* _Region labeling entries_:
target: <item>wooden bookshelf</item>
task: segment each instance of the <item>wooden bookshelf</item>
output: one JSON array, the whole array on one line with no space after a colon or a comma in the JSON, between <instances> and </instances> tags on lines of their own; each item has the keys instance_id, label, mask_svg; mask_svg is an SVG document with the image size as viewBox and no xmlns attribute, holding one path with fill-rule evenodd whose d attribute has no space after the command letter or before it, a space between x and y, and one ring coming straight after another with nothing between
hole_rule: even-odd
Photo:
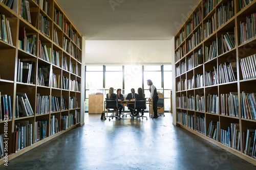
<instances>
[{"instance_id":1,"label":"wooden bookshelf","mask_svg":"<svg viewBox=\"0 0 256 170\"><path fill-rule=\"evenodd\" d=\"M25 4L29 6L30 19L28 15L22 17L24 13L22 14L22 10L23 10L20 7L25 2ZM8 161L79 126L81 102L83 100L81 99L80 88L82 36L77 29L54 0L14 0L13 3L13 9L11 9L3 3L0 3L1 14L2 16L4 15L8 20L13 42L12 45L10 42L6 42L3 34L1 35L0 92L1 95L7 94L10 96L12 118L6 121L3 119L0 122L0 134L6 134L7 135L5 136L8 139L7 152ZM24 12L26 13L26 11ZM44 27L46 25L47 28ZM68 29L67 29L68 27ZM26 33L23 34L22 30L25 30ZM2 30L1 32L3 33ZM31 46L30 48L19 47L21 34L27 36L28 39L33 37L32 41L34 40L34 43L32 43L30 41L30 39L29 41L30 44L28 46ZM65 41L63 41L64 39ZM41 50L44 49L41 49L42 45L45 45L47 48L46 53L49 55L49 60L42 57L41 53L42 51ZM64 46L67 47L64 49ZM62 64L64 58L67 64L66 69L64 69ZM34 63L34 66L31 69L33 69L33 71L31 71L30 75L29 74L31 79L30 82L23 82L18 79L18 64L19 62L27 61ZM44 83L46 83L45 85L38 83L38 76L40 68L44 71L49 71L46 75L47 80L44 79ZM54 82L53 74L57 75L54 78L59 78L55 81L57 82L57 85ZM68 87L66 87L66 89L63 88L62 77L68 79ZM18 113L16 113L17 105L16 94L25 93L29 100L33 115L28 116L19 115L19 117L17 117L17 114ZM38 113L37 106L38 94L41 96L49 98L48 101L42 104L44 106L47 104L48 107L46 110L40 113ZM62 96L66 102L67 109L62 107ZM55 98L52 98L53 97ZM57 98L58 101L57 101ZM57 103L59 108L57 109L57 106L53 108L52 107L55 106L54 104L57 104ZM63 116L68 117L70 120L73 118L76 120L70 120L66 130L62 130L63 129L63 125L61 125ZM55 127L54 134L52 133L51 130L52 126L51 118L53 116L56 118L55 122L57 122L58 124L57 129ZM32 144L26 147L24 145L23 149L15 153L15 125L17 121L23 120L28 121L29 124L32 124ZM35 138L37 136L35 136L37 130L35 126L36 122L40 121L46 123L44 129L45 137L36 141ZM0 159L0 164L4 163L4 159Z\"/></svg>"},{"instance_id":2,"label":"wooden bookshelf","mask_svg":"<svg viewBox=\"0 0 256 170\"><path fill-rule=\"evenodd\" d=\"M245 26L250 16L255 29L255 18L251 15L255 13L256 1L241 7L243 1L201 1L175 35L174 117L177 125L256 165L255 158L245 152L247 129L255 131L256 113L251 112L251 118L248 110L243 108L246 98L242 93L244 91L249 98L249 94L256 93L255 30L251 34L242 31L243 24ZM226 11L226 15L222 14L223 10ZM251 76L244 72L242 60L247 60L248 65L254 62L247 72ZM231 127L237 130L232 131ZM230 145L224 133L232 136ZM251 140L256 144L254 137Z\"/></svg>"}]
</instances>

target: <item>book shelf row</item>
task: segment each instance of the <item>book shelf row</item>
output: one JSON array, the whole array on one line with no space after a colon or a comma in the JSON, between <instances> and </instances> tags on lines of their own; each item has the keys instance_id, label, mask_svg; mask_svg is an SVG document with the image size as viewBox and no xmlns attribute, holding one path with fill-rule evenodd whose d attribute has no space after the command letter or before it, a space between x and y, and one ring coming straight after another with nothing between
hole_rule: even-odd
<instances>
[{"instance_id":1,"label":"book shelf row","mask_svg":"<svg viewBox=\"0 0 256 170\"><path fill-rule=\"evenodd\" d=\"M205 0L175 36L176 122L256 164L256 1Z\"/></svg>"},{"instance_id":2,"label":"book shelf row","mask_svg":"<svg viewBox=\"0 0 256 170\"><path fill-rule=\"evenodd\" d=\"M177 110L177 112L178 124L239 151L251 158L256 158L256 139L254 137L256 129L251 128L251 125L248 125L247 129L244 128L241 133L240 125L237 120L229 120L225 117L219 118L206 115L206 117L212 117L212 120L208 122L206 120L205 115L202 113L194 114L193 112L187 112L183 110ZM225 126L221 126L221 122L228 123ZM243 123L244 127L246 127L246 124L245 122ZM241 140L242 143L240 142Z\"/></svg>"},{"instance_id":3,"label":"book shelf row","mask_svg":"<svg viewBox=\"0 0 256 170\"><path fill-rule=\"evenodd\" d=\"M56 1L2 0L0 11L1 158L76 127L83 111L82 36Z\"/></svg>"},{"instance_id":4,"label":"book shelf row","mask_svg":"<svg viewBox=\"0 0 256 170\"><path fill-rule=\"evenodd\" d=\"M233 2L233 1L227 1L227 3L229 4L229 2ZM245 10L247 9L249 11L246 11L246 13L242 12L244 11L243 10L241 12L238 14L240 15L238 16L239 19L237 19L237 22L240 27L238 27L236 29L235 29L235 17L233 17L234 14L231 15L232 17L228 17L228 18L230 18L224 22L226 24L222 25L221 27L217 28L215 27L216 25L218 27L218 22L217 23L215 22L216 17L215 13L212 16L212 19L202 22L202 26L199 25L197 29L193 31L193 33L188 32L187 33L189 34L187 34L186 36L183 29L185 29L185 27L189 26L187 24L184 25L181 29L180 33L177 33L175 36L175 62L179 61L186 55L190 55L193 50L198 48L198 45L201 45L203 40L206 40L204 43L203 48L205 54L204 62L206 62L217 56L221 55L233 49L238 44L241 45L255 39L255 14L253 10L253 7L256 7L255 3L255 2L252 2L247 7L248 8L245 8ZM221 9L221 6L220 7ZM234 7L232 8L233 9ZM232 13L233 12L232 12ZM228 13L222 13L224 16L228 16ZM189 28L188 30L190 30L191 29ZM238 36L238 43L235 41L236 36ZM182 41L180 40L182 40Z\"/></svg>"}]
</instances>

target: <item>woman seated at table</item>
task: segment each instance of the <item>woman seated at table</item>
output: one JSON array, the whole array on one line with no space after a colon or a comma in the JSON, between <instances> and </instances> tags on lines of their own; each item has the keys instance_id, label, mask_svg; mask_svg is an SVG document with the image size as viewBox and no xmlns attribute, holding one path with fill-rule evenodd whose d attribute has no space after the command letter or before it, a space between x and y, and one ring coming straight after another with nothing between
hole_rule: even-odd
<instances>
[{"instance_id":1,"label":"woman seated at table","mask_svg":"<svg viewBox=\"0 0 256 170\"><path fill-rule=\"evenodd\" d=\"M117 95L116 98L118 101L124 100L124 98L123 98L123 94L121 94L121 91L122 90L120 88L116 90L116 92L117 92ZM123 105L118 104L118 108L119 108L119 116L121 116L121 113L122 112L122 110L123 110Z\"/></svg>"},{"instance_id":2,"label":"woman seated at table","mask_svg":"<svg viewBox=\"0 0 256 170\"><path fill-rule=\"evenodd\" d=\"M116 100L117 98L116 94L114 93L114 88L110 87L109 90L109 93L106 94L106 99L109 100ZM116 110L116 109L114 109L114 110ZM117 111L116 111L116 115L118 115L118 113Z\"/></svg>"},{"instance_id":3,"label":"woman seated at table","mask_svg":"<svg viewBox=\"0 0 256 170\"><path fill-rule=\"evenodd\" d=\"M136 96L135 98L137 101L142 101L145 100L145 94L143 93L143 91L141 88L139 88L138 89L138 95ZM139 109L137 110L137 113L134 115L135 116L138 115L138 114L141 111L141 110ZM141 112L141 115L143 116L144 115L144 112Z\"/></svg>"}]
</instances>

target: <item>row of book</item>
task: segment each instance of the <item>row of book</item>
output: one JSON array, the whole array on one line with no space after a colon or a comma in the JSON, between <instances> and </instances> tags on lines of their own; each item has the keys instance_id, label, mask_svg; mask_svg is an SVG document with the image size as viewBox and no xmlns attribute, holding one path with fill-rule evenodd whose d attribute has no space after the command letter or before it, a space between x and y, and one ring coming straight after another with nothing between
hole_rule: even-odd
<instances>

* _Aim_:
Gather every line of the material above that contains the string "task", and copy each one out. Treat uppercase and lowercase as different.

* _Completed exercise_:
task: segment each instance of the <item>wooden bookshelf</item>
task: segment each instance of the <item>book shelf row</item>
task: segment each instance of the <item>woman seated at table</item>
task: segment each instance of the <item>row of book</item>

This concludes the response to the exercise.